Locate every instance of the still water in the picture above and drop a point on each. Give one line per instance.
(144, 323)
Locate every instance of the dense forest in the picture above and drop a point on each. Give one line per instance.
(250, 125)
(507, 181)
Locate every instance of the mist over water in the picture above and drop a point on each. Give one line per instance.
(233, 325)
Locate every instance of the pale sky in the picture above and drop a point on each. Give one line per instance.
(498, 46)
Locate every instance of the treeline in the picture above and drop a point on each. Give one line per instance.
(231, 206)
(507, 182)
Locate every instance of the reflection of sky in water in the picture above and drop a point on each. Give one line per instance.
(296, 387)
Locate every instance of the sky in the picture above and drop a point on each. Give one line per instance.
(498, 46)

##########

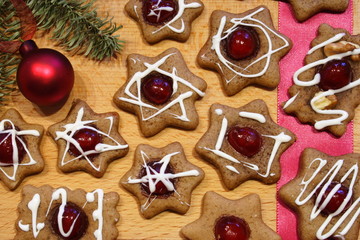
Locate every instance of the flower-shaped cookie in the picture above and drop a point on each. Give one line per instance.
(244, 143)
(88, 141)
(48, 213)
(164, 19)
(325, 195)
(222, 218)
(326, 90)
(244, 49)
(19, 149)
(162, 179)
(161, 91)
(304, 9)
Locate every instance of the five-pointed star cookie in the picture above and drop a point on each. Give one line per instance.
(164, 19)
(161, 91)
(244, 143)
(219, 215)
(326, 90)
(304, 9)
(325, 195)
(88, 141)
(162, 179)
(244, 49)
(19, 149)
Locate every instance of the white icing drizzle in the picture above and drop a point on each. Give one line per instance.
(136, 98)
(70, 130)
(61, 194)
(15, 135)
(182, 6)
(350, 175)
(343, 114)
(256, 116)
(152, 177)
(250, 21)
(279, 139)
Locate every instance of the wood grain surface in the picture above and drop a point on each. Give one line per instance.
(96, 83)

##########

#### Task goal:
Count the lines in the entries above that contain the string "water", treating uppercase and lowercase as different. Give only the number.

#### Response to this exercise:
3